**SHORT EXERCISE 1**
In the patent drawings excerpt, condense the paragraph beginning "While embodiments of the disclosure are amenable" into a shorter version that keeps its main facts.

# Start of SOURCE EXCERPT

BRIEF DESCRIPTION OF THE DRAWINGS

[0081] The disclosure can be more completely understood in consideration of the following detailed description of various embodiments of the disclosure, in connection with the accompanying drawings, in which:

[0082] FIG. 1 is a schematic view depicting a chemical vapor deposition system having six reaction chambers (three pairs of reaction chambers) in accordance with an embodiment of the disclosure.

[0083] FIG. 2 is a schematic view depicting a chemical vapor deposition system having four reaction chambers (two pairs of reaction chambers) in accordance with an embodiment of the disclosure.

[0084] FIG. 3 is a schematic view depicting a chemical vapor deposition system having two reaction chambers (one pair of reaction chambers) in accordance with an embodiment of the disclosure.

[0085] FIG. 4A is an isometric view of a first and second load lock in accordance with an embodiment of the disclosure.

[0086] FIG. 4B is an isometric view of a first and second load lock in accordance with an embodiment of the disclosure.

[0087] FIG. 5 is a plan view of a reaction chamber having a spindle including a fitting adapted to releasably engage a process tray in accordance with an embodiment of the disclosure.

[0088] FIG. 6 is a plan view of a reaction chamber having a rotating dielectric support in accordance with an embodiment of the disclosure.

[0089] While embodiments of the disclosure are amenable to various modifications and alternative forms, specifics thereof are shown by way of example in the drawings and will be described in detail. It should be understood, however, that the intention is not to limit the disclosure to the particular embodiments described. On the contrary, the intention is to cover all modifications, equivalents, and alternatives falling within the spirit and scope of the disclosure as defined by the appended claims.

# End of SOURCE EXCERPT
# Start of LISTED ENTRIES

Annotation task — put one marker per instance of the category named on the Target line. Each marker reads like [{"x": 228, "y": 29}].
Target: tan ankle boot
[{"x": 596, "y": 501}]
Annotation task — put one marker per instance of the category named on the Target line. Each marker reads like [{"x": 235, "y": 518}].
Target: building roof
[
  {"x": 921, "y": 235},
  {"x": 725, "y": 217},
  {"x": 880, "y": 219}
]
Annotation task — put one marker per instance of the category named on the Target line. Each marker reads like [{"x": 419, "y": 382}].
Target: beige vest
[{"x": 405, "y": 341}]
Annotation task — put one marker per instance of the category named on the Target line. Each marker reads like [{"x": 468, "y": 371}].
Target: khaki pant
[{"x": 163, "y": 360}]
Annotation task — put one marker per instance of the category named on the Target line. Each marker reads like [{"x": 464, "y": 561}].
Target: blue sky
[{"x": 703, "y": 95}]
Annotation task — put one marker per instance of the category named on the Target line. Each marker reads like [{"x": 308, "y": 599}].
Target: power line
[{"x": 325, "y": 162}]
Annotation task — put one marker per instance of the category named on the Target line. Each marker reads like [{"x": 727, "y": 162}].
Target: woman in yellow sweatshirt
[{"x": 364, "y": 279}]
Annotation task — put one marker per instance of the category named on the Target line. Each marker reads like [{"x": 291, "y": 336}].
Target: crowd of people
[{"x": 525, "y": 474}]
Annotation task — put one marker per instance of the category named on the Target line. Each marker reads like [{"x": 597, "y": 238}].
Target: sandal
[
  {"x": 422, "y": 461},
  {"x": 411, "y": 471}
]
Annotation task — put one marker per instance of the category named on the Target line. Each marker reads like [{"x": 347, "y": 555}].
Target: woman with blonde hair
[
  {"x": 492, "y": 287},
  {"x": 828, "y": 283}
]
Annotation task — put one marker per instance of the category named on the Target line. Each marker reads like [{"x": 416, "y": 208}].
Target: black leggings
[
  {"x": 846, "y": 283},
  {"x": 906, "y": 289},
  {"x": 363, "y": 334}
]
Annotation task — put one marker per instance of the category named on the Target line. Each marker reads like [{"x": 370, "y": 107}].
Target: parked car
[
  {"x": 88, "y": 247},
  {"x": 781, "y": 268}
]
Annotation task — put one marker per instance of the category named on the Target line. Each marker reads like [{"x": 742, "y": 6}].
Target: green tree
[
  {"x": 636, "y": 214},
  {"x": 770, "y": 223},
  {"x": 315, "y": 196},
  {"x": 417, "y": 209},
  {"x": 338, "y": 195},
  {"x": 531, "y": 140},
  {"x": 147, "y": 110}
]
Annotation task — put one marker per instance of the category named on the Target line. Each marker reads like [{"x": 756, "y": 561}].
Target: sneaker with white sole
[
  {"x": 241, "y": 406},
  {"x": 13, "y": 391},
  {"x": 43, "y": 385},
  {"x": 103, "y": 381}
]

# End of LISTED ENTRIES

**SHORT EXERCISE 2**
Filter the records above and copy each line that includes the word "woman".

**CORRECT OUTPUT 1**
The embodiments can take various modified and alternative forms, and the drawings show specific examples that will be described in detail. These examples are not meant to limit the disclosure. It covers all modifications, equivalents, and alternatives within its spirit and scope as defined by the appended claims.

**CORRECT OUTPUT 2**
Target: woman in yellow sweatshirt
Target: woman with blonde hair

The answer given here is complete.